__RECORDS TO USE__:
::::::::::

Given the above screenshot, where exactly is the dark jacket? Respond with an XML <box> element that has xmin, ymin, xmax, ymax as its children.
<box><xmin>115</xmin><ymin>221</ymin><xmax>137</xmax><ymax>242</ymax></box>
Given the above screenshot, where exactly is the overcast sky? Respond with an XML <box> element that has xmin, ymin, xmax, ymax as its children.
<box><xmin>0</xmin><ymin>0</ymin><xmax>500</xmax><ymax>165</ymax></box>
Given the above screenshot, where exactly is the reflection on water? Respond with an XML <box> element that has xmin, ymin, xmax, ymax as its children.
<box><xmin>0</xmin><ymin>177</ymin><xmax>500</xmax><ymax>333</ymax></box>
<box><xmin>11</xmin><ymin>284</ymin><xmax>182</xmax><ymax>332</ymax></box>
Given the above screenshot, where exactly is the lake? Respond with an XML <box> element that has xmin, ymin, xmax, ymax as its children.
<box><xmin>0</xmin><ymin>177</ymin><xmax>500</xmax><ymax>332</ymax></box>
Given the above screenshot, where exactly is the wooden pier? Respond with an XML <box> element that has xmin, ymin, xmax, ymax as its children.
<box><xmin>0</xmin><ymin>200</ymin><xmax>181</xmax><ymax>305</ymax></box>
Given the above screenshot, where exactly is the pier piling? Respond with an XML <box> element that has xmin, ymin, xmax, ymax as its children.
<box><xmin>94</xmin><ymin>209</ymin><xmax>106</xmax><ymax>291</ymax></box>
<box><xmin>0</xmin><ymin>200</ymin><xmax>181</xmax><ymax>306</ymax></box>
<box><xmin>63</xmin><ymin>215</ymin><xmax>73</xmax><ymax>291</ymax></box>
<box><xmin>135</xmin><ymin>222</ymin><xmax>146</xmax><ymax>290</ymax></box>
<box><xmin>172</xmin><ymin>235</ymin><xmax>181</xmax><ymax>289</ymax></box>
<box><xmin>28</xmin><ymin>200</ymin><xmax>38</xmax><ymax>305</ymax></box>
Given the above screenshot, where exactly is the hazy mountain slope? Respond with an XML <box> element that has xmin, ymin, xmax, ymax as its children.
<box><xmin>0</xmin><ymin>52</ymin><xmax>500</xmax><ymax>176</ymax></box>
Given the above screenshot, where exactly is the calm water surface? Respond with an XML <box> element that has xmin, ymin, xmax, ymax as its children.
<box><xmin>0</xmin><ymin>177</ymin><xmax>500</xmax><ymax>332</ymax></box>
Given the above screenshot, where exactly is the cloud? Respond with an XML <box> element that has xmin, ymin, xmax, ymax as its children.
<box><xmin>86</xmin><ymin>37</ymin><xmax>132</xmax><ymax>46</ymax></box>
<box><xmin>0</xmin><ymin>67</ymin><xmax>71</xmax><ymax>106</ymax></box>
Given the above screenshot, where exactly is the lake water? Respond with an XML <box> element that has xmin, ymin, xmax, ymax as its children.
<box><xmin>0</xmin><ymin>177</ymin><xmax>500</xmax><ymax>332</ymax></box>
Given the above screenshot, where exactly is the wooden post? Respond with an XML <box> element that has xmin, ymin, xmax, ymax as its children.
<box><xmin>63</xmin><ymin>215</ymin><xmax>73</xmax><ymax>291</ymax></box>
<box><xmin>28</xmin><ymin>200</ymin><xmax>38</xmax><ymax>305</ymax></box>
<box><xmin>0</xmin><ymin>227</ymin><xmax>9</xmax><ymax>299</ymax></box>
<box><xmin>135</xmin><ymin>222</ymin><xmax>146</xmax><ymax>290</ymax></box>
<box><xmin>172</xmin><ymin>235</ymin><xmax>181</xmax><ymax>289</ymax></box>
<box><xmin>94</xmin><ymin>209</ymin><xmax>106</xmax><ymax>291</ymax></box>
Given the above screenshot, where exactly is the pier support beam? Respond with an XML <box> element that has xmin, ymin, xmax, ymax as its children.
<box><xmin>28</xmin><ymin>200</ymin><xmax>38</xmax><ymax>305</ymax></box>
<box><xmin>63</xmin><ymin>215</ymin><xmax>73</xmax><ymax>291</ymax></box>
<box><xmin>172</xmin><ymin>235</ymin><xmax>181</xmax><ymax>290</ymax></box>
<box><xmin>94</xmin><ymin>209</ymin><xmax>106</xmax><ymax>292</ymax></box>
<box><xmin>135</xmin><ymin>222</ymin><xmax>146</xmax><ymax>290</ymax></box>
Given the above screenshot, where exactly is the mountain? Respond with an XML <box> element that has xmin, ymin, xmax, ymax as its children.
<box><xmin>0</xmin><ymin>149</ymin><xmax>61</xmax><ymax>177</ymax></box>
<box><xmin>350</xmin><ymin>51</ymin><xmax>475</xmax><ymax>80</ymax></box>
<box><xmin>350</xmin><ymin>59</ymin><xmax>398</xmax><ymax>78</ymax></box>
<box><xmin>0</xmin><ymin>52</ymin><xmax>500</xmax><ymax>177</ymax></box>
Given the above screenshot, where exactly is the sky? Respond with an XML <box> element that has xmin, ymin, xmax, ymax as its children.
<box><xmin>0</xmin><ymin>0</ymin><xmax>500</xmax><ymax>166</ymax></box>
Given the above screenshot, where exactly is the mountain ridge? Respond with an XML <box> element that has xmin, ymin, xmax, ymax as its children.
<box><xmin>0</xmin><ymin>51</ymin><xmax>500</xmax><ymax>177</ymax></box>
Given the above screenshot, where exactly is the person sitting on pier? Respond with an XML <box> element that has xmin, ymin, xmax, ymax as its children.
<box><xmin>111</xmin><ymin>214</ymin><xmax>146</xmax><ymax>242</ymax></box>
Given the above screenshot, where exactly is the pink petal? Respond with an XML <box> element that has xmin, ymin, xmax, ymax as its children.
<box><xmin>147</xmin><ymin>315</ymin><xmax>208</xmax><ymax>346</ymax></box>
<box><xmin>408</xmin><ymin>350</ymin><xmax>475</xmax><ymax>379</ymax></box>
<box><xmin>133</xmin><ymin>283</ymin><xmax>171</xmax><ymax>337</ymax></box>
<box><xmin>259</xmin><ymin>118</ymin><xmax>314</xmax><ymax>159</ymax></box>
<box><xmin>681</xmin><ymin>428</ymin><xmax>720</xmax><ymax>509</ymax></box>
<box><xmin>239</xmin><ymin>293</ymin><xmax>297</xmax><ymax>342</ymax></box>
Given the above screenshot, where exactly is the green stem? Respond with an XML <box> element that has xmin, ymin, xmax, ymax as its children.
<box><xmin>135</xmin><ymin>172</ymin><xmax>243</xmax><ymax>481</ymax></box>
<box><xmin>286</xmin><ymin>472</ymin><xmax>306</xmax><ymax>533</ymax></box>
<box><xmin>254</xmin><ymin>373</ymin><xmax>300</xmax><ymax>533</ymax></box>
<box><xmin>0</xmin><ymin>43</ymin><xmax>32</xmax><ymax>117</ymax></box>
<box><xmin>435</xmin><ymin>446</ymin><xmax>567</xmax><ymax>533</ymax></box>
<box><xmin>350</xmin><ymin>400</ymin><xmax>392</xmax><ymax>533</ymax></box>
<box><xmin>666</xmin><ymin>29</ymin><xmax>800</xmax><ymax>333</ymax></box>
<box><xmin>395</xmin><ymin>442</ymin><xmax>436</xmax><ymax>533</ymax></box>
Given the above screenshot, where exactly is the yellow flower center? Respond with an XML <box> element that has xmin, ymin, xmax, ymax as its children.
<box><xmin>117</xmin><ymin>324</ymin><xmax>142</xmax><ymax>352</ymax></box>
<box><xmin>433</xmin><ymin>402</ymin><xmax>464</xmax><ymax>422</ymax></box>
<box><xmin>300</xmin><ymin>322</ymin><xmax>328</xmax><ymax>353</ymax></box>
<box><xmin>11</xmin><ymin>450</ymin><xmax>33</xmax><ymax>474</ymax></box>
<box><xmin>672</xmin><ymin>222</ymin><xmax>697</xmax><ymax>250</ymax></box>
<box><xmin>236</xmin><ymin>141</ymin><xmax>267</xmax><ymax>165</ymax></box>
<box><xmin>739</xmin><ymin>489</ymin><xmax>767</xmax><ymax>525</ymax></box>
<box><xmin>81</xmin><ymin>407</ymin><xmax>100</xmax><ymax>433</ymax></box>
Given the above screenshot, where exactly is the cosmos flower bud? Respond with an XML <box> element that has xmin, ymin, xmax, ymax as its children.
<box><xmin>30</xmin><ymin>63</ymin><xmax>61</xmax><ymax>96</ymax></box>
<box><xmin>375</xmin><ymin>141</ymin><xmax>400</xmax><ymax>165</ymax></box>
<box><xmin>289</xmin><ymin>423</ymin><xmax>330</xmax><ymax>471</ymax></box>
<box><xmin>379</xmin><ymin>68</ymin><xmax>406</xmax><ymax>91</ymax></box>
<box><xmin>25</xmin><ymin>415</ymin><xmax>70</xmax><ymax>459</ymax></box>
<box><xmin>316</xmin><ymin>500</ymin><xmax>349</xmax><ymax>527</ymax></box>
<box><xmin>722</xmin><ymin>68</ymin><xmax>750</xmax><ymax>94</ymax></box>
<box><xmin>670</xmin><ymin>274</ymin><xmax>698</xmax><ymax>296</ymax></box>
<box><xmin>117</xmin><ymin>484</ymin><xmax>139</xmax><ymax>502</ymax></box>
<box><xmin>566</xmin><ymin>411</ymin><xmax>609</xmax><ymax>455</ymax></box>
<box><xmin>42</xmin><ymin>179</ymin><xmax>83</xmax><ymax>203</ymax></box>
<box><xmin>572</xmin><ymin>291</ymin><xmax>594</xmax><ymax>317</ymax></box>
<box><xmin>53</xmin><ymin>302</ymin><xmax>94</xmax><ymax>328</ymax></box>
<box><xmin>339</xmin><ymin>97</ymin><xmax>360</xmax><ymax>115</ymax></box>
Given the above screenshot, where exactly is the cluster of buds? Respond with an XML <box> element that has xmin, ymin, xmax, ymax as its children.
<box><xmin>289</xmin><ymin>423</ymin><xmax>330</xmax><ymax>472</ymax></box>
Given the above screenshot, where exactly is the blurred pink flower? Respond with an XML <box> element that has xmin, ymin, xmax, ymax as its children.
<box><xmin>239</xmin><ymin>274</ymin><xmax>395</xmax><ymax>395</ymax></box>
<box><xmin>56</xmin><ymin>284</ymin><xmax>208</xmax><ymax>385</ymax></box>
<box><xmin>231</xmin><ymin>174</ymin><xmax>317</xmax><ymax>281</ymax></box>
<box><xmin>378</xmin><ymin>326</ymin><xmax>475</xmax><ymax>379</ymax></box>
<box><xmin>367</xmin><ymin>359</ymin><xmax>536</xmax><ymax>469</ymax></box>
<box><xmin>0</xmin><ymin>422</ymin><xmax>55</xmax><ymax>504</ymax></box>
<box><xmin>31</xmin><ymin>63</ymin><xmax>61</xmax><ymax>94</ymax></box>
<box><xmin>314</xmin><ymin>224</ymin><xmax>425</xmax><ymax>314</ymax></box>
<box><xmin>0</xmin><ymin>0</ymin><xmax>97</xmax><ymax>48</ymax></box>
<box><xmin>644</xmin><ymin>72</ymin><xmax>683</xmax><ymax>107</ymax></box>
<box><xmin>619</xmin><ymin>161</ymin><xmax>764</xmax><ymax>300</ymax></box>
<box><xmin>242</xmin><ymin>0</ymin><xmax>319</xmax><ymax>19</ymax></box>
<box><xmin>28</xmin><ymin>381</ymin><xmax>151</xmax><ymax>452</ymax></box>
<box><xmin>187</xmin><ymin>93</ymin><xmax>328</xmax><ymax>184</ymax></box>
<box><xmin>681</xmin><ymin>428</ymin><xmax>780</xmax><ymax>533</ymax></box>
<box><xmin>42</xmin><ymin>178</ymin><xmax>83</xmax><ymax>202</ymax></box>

::::::::::

__PROBLEM DESCRIPTION__: Return each line above that contains the word "pink", copying every such line in full.

__ANSWER TO THE TASK__:
Given the above screenshot, where exactly is the pink petal? Respond with an XML <box> element that has xmin, ymin, xmax, ymax as its children.
Given the above screenshot, where exactly is the blurred pink flower? Respond with an XML <box> element that has xmin, ymin, xmax, ymax as its children.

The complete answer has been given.